Exercise details: Transcribe the records in full; omit images.
■ ■ ■ ■ ■
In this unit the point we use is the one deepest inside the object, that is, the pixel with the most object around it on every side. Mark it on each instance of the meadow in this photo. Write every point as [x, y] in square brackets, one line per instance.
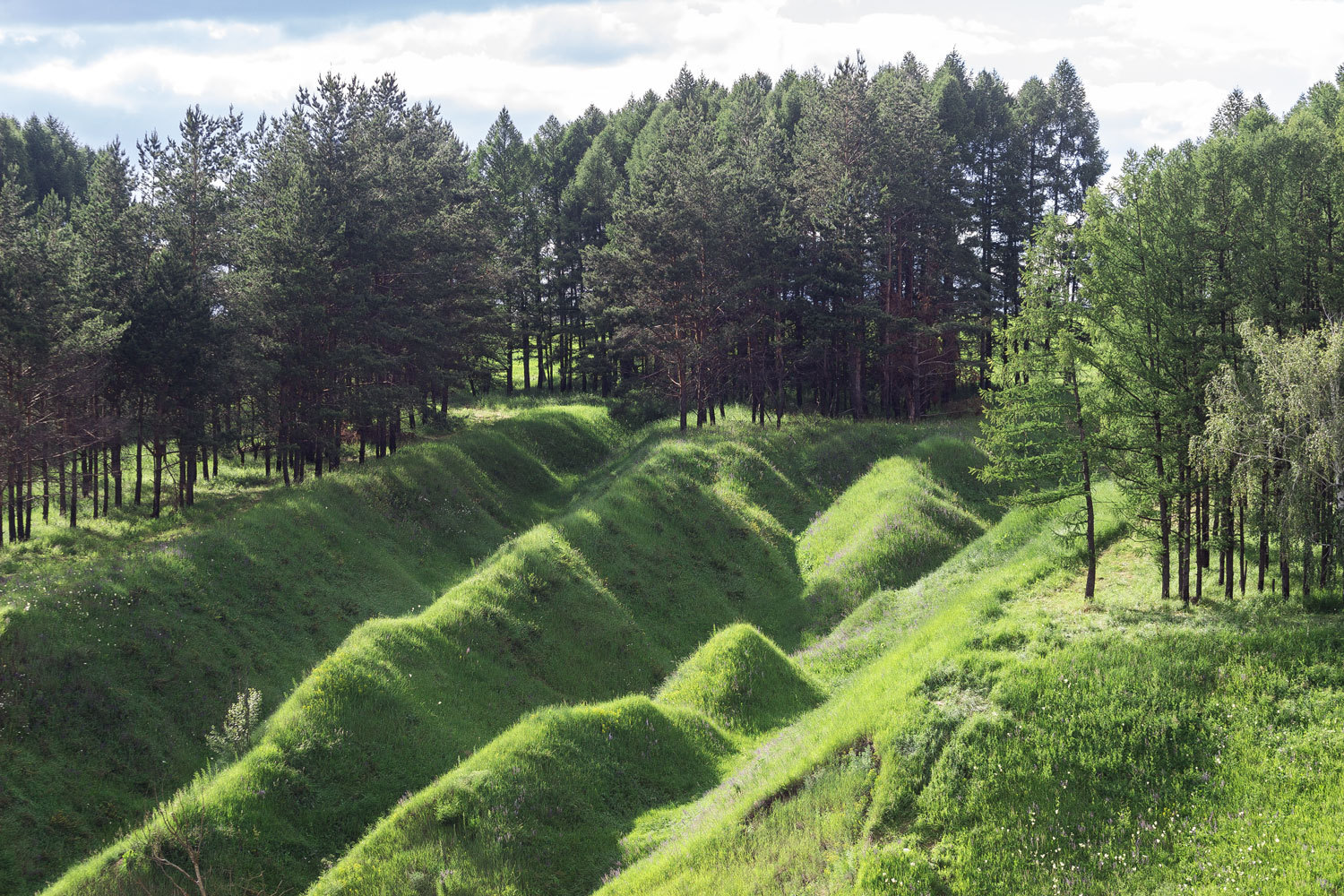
[819, 659]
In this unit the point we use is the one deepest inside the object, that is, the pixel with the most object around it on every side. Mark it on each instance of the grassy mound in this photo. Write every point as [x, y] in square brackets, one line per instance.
[812, 809]
[889, 528]
[542, 807]
[1027, 742]
[116, 661]
[679, 538]
[742, 681]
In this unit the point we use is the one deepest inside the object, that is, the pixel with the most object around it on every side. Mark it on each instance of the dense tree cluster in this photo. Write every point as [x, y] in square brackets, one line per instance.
[1185, 338]
[844, 242]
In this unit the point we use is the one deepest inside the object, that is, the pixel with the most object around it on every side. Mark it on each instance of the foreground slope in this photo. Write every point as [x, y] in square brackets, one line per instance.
[994, 734]
[738, 684]
[683, 536]
[113, 667]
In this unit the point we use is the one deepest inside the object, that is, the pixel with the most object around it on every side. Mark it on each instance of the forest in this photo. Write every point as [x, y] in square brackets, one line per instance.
[943, 284]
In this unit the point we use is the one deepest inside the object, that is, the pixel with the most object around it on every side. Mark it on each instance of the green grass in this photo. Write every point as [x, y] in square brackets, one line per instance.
[1029, 742]
[738, 837]
[121, 645]
[741, 680]
[677, 538]
[844, 672]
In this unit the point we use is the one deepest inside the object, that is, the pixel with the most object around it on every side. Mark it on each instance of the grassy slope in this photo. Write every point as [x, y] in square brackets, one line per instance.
[996, 735]
[123, 643]
[738, 684]
[688, 535]
[857, 759]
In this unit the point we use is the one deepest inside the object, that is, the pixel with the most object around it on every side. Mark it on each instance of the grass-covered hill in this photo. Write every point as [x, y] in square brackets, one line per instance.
[809, 661]
[124, 642]
[658, 549]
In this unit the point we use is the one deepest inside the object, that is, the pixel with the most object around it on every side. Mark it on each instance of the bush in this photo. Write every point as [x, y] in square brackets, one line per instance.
[239, 723]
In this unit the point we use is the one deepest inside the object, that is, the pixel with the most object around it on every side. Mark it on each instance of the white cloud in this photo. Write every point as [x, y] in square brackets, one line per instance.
[1155, 69]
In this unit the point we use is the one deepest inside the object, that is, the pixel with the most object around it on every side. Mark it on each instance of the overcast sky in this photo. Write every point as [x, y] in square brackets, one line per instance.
[1155, 69]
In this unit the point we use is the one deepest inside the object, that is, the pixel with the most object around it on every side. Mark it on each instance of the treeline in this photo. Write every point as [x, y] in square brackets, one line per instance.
[1185, 338]
[300, 290]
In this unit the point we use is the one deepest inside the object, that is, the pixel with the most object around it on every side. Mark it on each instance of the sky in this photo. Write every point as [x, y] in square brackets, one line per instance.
[1155, 70]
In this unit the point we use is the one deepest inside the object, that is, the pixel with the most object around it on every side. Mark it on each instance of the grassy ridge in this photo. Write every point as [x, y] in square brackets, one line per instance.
[738, 683]
[857, 761]
[1023, 740]
[741, 680]
[116, 661]
[688, 535]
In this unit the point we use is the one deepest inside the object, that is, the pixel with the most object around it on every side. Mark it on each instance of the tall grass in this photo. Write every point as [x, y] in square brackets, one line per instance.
[682, 536]
[121, 646]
■ ■ ■ ■ ■
Result:
In this unit the point we use is the one deepest inside the object, that is, the pixel with the most object around it on every side. Mark it on each instance of the meadow in this photo. Write every point as [x, y] in square brackets, one line per instance.
[819, 659]
In this unit the point we use is the one deepest inside the object, that is, the pixel with the most object around it on every side. Mark it on each instance of the grassy mound in this photo. Write every point as [x, y] in square brackets, one line per instance.
[812, 809]
[889, 528]
[542, 807]
[1027, 742]
[116, 661]
[679, 538]
[742, 681]
In this unit the point we use is the one deepest inside the object, that is, the pixel with the most object around it on every side. Mark it on each instance of the dense tree cluster in this photo. Write every point as [x, y] in square brackets, one line per instance.
[1185, 338]
[844, 242]
In this unit the point we use is the one deepest inside the object, that is, the pixel with the most object around it on every side. Mark it on each instance of the foreground slope in this photo. Write every point as [x, y] in square brackets, one line per instance.
[994, 734]
[738, 684]
[683, 536]
[113, 667]
In this unit the point we use is the one deepest inside the object, that is, the pixel with the most object around it on every side. Mark it on each instance of the forest in this photo. Write every point as [x, y] in square brackets, one line per instance.
[943, 284]
In this unit the point we use is the one deepest inside the object, that is, the pixel with the most object around it on every side. Mark it on each instance of the green grass in this photo. Write every point as [x, y] in square brackets, one line per instance.
[1029, 742]
[738, 837]
[121, 645]
[741, 680]
[677, 538]
[844, 672]
In this unit the point we use is the one deepest inside the object, that is, the pixel with the most object around it on every side. Mark it on each instance of the grassy slope in this photo. Write every point as [x, y] in square brackets, one line per instance.
[996, 735]
[123, 643]
[738, 684]
[688, 535]
[857, 759]
In this unit the point we use is the one deepest inside the object, that is, the pixel with the most object around it on every side. Mark it on each instance of the grass-covered hill in this photo. Write every point as [x, y] in square brackets, one line per instance.
[809, 661]
[124, 642]
[658, 549]
In this unit the point we use is the one deepest inside the object, that is, the pixel with the most object around it on every side. Mark it on each instance of the bush in this photo. Write every point as [x, y] in square brackets, one line per instance.
[239, 723]
In this unit the point we use is the one deepest inside the object, that is, the pixel with the most object around it on every side. Mark it on each instance of the white cloud in this photo. Write every point as [x, y] in square brackets, one line per instance.
[1155, 69]
In this unit the point we use is the one deepest inside the object, that is, the pixel with the most object around it on every side. Mark it on each instance of the overcast sky in this photo. Write every point as [x, y] in square brackets, one line per instance.
[1155, 69]
In this unit the point we use is the one deepest inside the object, that is, the pixel with the most object around it on every side. Mark it on each instance of the treeline in this photo. Write every point as [x, y] in square brackets, one line per instance.
[1185, 338]
[300, 290]
In this unit the point we use is the one deepest inside the object, that is, the pixel with the most object around it on every side. Mark it on each instance of the sky in this photo. Write every point as [x, y] in square brackets, one line per instance.
[1155, 70]
In this unit the point we use is the one deepest inside the object, that is, the pixel with the most object around it on every side. Mark it on each instance of the grassy ridge in this photo. Write every point as [x, y] in square brackets, one line per instance.
[738, 683]
[857, 761]
[1023, 740]
[741, 680]
[116, 661]
[688, 535]
In this unit the point we use is the one deepest inside the object, that is, the pixel with the most object around it on every side. Mark it on each instance of the tall grass in this photo. Write every point as [x, y] in square brackets, one line per instance.
[682, 536]
[121, 646]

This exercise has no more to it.